__WORK ITEM__
Please restate all of the records word for word, setting the pictures aside.

__DATASET__
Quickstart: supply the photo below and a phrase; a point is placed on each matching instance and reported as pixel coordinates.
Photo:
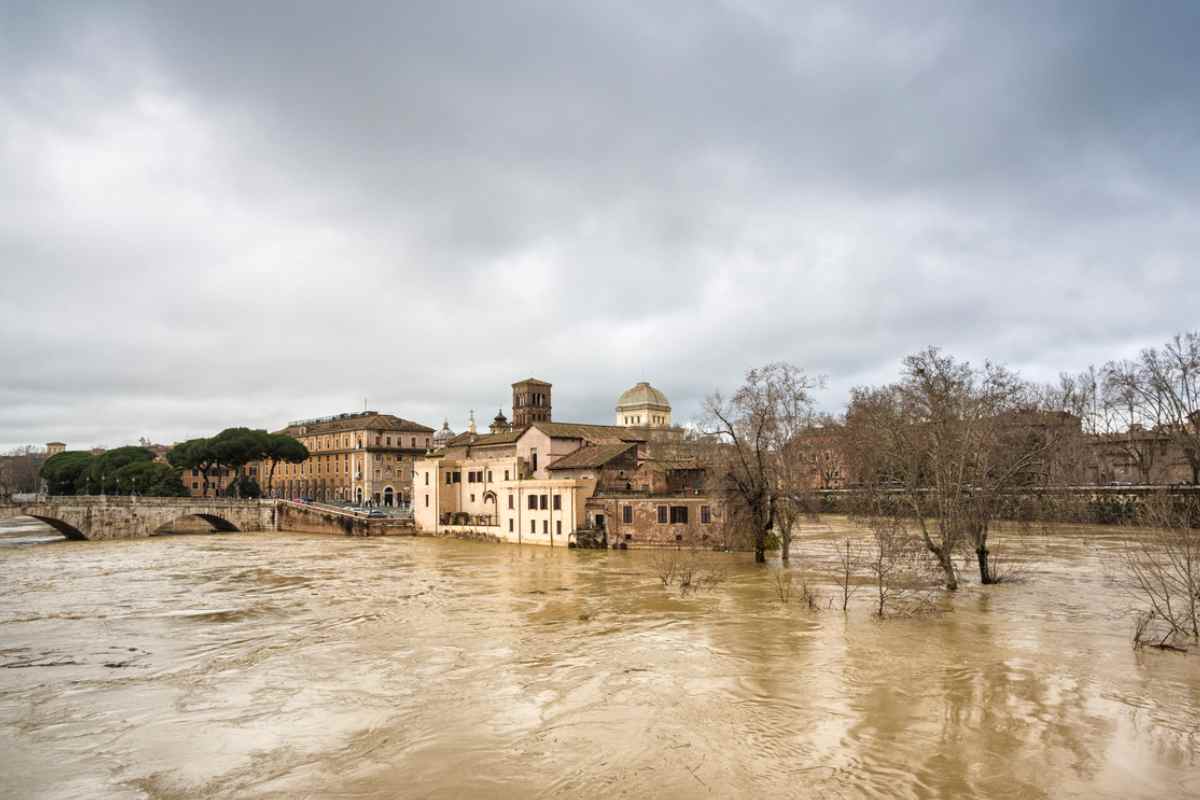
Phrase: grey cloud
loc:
(222, 214)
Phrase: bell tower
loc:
(531, 402)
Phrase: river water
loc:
(293, 665)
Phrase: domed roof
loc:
(443, 435)
(642, 395)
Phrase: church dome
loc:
(445, 434)
(642, 396)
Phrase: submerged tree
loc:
(749, 432)
(948, 444)
(1161, 569)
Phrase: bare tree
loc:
(893, 561)
(750, 428)
(948, 444)
(1162, 389)
(850, 560)
(1161, 569)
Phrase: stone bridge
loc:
(121, 517)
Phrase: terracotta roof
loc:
(592, 456)
(484, 439)
(589, 433)
(359, 422)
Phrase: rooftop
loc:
(592, 456)
(360, 421)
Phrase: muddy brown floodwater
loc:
(292, 665)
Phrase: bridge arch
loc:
(219, 523)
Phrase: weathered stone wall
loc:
(646, 530)
(113, 517)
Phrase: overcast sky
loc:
(250, 212)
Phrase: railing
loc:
(125, 499)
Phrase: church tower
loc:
(531, 402)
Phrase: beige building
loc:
(643, 405)
(364, 457)
(543, 482)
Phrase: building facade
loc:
(364, 458)
(545, 482)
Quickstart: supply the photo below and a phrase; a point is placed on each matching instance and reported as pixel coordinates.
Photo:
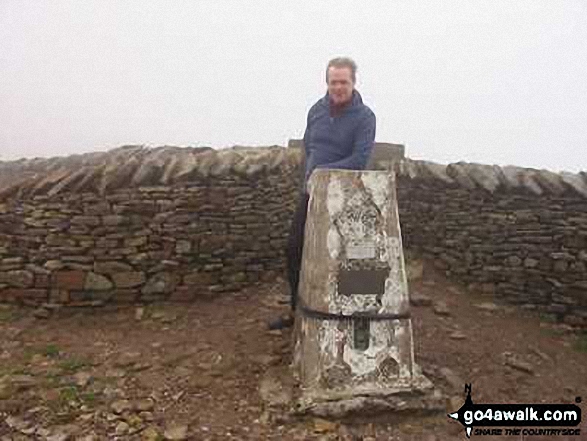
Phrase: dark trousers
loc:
(295, 247)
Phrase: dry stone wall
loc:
(518, 233)
(144, 224)
(139, 224)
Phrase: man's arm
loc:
(362, 147)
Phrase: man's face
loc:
(340, 85)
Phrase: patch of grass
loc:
(6, 315)
(68, 393)
(72, 365)
(88, 397)
(552, 332)
(50, 351)
(21, 371)
(548, 318)
(580, 343)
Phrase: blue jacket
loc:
(343, 142)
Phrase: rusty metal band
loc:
(321, 315)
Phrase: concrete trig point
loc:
(353, 339)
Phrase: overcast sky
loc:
(496, 81)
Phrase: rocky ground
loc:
(199, 371)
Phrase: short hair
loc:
(343, 62)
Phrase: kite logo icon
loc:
(473, 416)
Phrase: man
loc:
(340, 132)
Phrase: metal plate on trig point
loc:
(362, 281)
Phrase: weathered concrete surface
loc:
(353, 231)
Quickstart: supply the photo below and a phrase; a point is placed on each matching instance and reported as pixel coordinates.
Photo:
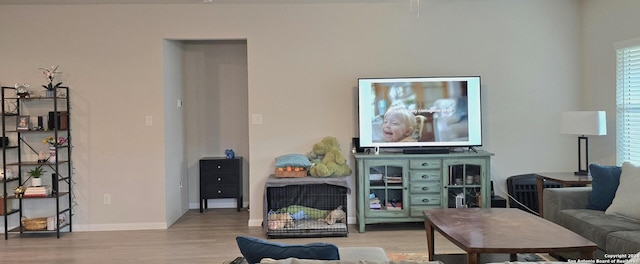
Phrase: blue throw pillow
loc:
(605, 181)
(255, 249)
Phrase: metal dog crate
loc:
(298, 207)
(523, 189)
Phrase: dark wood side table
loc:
(565, 179)
(501, 231)
(220, 178)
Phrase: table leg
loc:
(472, 258)
(430, 247)
(586, 254)
(539, 190)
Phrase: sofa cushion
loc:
(594, 225)
(255, 249)
(623, 242)
(625, 203)
(605, 180)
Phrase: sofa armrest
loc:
(556, 199)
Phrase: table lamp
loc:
(584, 123)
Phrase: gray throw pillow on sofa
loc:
(605, 181)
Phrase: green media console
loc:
(395, 187)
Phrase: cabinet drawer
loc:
(418, 211)
(219, 179)
(425, 187)
(425, 164)
(217, 166)
(433, 199)
(219, 191)
(424, 175)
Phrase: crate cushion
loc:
(255, 249)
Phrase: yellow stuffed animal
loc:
(327, 159)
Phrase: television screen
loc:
(420, 112)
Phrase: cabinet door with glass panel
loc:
(465, 183)
(386, 185)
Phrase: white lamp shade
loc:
(584, 123)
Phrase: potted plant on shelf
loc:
(35, 176)
(53, 145)
(50, 74)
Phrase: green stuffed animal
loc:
(327, 159)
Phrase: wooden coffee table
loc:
(502, 230)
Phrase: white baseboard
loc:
(119, 227)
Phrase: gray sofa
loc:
(612, 234)
(348, 255)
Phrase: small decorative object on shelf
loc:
(35, 176)
(50, 75)
(23, 123)
(42, 157)
(53, 144)
(22, 90)
(230, 154)
(19, 191)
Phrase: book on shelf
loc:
(394, 206)
(40, 191)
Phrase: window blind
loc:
(628, 101)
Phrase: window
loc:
(628, 101)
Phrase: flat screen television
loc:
(440, 112)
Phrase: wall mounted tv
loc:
(441, 112)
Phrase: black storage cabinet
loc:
(220, 178)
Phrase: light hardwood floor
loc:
(195, 238)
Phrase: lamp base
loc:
(581, 173)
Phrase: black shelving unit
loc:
(23, 145)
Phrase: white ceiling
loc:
(99, 2)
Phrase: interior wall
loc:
(176, 195)
(604, 24)
(217, 112)
(303, 61)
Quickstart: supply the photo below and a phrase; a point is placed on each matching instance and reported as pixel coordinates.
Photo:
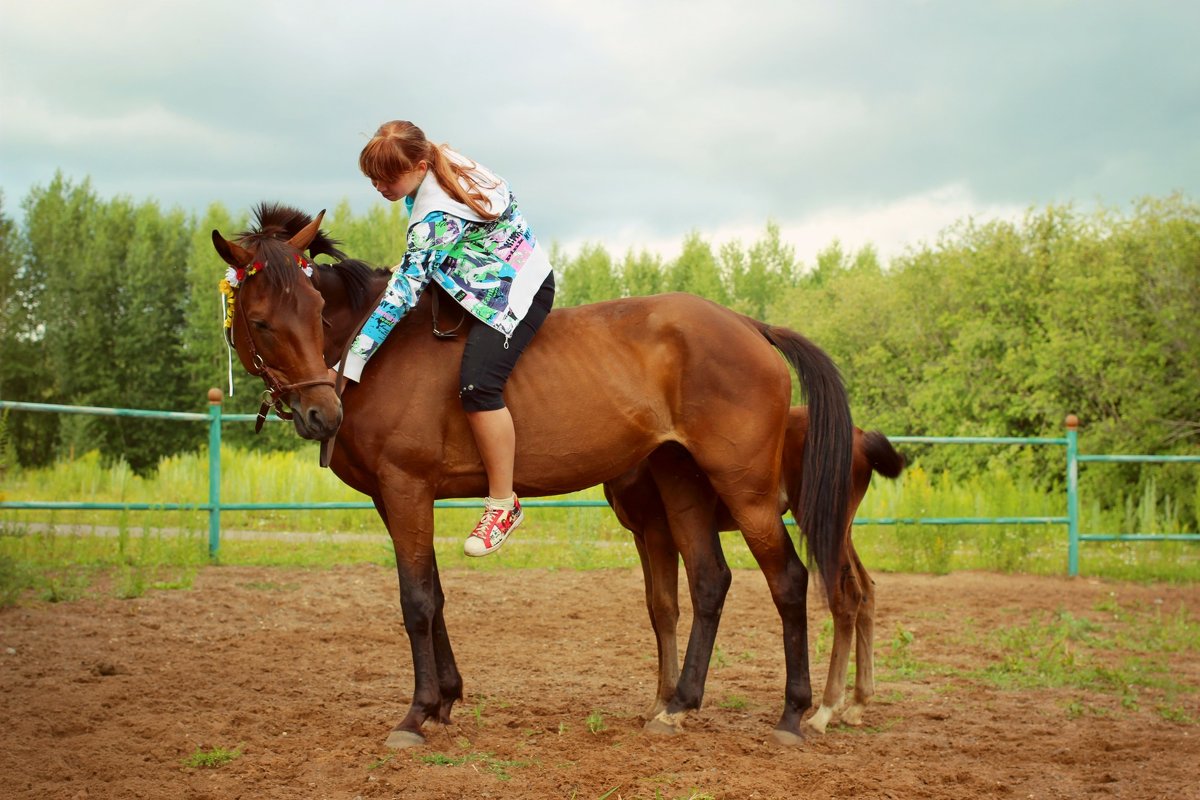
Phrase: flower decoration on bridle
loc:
(237, 275)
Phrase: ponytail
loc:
(399, 146)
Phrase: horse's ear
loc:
(232, 253)
(303, 239)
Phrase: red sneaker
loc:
(493, 529)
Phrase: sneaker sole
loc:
(479, 555)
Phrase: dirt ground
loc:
(305, 672)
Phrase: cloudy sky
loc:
(623, 122)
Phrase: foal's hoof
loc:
(402, 739)
(820, 721)
(852, 715)
(786, 738)
(665, 725)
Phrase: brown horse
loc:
(600, 389)
(635, 498)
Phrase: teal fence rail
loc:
(215, 417)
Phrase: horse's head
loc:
(274, 316)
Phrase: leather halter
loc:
(275, 391)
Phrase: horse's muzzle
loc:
(318, 421)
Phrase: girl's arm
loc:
(427, 245)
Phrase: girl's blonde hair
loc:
(399, 146)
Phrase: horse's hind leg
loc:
(660, 571)
(690, 506)
(864, 638)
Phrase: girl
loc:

__ANSWER TO THE PROBLEM__
Quickstart: supply the photo below and a phrase; a point is placed on each matching instance and reported as pixel coordinates.
Photo:
Phrase: grey cloud
loc:
(222, 214)
Phrase: bell tower
loc:
(531, 402)
Phrase: river water
loc:
(293, 665)
Phrase: domed roof
loc:
(443, 435)
(642, 395)
Phrase: church dome
loc:
(445, 434)
(642, 396)
Phrase: submerged tree
loc:
(749, 432)
(948, 444)
(1161, 569)
Phrase: bare tree
loc:
(893, 561)
(750, 428)
(948, 444)
(1162, 389)
(850, 560)
(1161, 569)
Phrase: stone bridge
loc:
(121, 517)
Phrase: terracotta roof
loc:
(592, 456)
(484, 439)
(589, 433)
(359, 422)
Phrase: rooftop
loc:
(592, 456)
(360, 421)
Phrase: muddy brown floodwater
loc:
(292, 665)
Phrase: bridge arch
loc:
(219, 523)
Phrase: weathered stone wall
loc:
(646, 530)
(113, 517)
Phrase: overcast sky
loc:
(250, 212)
Phrase: railing
loc:
(125, 499)
Phrase: church tower
loc:
(531, 402)
Phrase: beige building
loc:
(643, 405)
(364, 457)
(543, 482)
Phrase: building facade
loc:
(364, 458)
(545, 482)
Quickstart: supply the photo below and a phrase; a point is placed on each matching instance and reported as pixel coordinates.
Photo:
Phrase: dark trousers
loc:
(295, 247)
Phrase: dry stone wall
loc:
(518, 233)
(144, 224)
(139, 224)
Phrase: man's arm
loc:
(362, 147)
Phrase: man's face
loc:
(340, 85)
Phrase: patch of grass
loc:
(6, 315)
(68, 393)
(72, 365)
(88, 397)
(552, 332)
(50, 351)
(21, 371)
(548, 318)
(580, 343)
Phrase: blue jacket
loc:
(343, 142)
Phrase: rusty metal band
loc:
(321, 315)
Phrase: concrete trig point
loc:
(353, 339)
Phrase: overcast sky
loc:
(496, 81)
Phrase: rocky ground
loc:
(199, 371)
Phrase: short hair
loc:
(343, 62)
Phrase: kite logo icon
loc:
(473, 416)
Phrase: man
loc:
(340, 132)
Phrase: metal plate on trig point
loc:
(362, 281)
Phrase: weathered concrete surface
loc:
(353, 231)
Quickstart: supply the photo below and a phrase; a point is placed on each matching instance and reported as pixel coordinates.
Photo:
Phrase: blue throw pillow
loc:
(605, 181)
(255, 249)
Phrase: metal dog crate
loc:
(298, 207)
(523, 189)
Phrase: dark wood side table
loc:
(565, 179)
(501, 231)
(220, 178)
Phrase: table leg
loc:
(472, 258)
(430, 247)
(586, 254)
(539, 190)
Phrase: sofa cushion
loc:
(594, 225)
(255, 249)
(623, 242)
(625, 203)
(605, 180)
Phrase: sofa armrest
loc:
(556, 199)
Phrase: table lamp
loc:
(584, 123)
Phrase: gray throw pillow on sofa
loc:
(605, 181)
Phrase: green media console
loc:
(395, 187)
Phrase: cabinet drawer
loc:
(418, 211)
(219, 179)
(425, 187)
(425, 164)
(217, 166)
(433, 199)
(219, 191)
(424, 175)
Phrase: crate cushion
loc:
(255, 249)
Phrase: yellow stuffed animal
loc:
(327, 159)
Phrase: television screen
loc:
(420, 112)
Phrase: cabinet door with glass panel
loc:
(465, 183)
(386, 185)
Phrase: white lamp shade
loc:
(584, 123)
Phrase: potted plant on shelf
loc:
(35, 176)
(53, 145)
(50, 74)
Phrase: green stuffed animal
loc:
(327, 159)
Phrase: wooden coffee table
loc:
(502, 230)
Phrase: white baseboard
loc:
(119, 227)
Phrase: gray sofa
loc:
(612, 234)
(348, 255)
Phrase: small decorative object on shelf
loc:
(35, 176)
(50, 75)
(23, 123)
(42, 157)
(53, 144)
(22, 90)
(230, 154)
(19, 191)
Phrase: book on shelf
loc:
(394, 206)
(40, 191)
Phrase: window blind
loc:
(628, 101)
Phrase: window
loc:
(628, 101)
Phrase: flat screen television
loc:
(440, 112)
Phrase: wall mounted tv
loc:
(441, 112)
Phrase: black storage cabinet
loc:
(220, 178)
Phrase: light hardwood floor
loc:
(195, 238)
Phrase: lamp base
loc:
(581, 173)
Phrase: black shelving unit
loc:
(23, 145)
Phrase: white ceiling
loc:
(99, 2)
Phrase: interior wall
loc:
(176, 195)
(604, 24)
(217, 112)
(303, 61)
Quickstart: supply the photo below and a phrase; a point is placed on each matching instance and reported as pixel coordinates.
Photo:
Phrase: flower decoration on bridle
loc:
(237, 275)
Phrase: ponytail
loc:
(399, 146)
Phrase: horse's ear
loc:
(232, 253)
(303, 239)
Phrase: red sneaker
loc:
(493, 529)
Phrase: sneaker sole
loc:
(479, 555)
Phrase: dirt ground
loc:
(305, 672)
Phrase: cloudy sky
loc:
(623, 122)
Phrase: foal's hoof
loc:
(402, 739)
(820, 721)
(852, 715)
(786, 738)
(665, 725)
Phrase: brown horse
loc:
(600, 389)
(635, 498)
Phrase: teal fence rail
loc:
(215, 417)
Phrase: horse's head
loc:
(274, 316)
Phrase: leather halter
loc:
(275, 391)
Phrase: horse's muzzle
loc:
(318, 421)
Phrase: girl's arm
loc:
(427, 245)
Phrase: girl's blonde hair
loc:
(399, 146)
Phrase: horse's hind leg
loc:
(660, 571)
(690, 506)
(864, 638)
Phrase: girl
loc:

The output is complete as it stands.